- Aim of the exercise -
Wherever a line in the data below holds "golden", copy that line.

--- Entries supplied Enclosed Below ---

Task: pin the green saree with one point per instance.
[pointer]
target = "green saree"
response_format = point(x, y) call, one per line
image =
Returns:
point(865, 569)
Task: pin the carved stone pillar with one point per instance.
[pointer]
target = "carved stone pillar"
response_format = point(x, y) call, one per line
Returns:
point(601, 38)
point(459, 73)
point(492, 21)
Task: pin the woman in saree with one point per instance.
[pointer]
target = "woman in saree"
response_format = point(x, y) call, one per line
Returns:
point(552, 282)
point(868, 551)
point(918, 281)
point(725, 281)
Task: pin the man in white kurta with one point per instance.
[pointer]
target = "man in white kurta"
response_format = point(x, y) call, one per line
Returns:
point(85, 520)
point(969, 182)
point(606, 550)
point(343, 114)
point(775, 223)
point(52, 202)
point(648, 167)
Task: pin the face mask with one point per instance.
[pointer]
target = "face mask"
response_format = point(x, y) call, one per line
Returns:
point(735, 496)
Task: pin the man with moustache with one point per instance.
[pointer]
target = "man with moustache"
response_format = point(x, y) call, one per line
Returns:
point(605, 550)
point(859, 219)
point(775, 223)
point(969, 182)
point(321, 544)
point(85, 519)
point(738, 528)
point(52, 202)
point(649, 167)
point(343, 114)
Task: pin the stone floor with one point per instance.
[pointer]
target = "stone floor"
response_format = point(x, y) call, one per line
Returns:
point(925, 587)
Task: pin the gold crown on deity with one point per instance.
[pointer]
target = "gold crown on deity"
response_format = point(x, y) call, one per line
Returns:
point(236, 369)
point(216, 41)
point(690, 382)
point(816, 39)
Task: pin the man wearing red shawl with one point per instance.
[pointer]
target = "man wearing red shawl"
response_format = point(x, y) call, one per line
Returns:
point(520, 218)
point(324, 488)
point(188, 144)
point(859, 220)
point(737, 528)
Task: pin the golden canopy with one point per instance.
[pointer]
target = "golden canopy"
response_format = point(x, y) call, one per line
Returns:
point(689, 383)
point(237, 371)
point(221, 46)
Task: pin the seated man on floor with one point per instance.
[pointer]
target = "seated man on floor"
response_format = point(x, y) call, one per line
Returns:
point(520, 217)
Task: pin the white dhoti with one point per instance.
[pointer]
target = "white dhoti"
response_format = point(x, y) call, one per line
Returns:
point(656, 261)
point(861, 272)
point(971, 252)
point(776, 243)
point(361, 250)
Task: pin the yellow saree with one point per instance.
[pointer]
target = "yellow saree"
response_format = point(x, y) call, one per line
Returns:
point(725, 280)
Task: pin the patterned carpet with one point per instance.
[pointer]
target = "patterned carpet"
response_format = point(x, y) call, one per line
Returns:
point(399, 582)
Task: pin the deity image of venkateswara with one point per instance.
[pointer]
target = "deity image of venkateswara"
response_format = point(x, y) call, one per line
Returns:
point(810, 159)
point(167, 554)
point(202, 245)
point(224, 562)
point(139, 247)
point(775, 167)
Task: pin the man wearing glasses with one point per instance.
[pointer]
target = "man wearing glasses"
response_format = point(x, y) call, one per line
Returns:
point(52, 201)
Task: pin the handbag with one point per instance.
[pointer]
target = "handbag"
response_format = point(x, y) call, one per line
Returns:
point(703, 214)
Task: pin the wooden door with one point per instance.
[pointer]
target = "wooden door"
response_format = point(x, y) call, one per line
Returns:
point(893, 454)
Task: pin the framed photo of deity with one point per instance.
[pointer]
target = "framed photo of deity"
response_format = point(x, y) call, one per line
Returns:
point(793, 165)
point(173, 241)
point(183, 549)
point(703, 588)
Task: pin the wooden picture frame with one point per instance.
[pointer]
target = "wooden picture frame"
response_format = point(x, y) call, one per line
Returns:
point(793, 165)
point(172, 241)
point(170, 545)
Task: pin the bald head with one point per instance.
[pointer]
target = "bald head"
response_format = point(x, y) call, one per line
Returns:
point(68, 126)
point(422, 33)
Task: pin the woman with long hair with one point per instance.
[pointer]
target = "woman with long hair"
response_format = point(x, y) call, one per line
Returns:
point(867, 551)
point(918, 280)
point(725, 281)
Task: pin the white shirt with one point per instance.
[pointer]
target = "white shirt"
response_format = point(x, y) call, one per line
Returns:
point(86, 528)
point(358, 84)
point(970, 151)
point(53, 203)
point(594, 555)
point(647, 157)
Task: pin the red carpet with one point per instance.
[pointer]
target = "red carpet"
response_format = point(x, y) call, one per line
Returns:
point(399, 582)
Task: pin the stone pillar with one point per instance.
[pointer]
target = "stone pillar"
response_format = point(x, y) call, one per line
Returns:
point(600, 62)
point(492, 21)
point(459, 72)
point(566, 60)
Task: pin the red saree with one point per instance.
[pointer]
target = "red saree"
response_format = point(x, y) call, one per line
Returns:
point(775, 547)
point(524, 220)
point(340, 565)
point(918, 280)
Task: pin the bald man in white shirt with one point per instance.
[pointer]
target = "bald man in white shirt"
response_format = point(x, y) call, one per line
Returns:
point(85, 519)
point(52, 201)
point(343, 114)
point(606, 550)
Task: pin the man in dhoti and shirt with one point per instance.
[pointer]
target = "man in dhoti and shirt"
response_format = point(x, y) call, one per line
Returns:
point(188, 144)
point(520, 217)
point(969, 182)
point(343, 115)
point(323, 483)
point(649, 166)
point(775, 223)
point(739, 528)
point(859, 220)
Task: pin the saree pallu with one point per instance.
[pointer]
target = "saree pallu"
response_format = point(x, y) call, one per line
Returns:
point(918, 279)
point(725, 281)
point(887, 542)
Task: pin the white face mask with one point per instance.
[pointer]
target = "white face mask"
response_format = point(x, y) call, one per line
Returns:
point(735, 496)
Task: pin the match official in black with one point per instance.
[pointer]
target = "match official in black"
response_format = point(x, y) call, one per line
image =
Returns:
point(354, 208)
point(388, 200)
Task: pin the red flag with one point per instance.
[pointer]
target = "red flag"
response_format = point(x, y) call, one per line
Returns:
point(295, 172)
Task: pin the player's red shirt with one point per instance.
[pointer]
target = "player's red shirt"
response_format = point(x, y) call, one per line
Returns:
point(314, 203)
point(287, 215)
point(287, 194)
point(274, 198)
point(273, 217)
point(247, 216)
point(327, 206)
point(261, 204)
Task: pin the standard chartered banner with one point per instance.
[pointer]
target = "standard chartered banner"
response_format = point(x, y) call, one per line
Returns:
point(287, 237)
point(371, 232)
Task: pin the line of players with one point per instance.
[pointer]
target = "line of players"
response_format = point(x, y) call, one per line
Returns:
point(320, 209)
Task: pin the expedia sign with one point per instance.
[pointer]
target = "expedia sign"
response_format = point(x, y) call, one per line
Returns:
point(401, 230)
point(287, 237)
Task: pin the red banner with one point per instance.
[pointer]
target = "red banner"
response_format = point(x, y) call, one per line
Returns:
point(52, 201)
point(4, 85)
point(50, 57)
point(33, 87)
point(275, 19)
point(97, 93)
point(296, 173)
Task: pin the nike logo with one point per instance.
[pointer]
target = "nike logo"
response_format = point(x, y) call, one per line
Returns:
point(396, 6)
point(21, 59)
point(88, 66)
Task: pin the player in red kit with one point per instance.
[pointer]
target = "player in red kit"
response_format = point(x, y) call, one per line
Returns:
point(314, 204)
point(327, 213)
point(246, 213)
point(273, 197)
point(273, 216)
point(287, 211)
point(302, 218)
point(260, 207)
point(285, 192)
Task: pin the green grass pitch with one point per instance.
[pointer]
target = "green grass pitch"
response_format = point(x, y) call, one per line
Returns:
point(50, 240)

--- End of Enclosed Entries supplied ---

- Answer space -
Task: pin the golden canopy with one point per instance.
target = "golden canopy"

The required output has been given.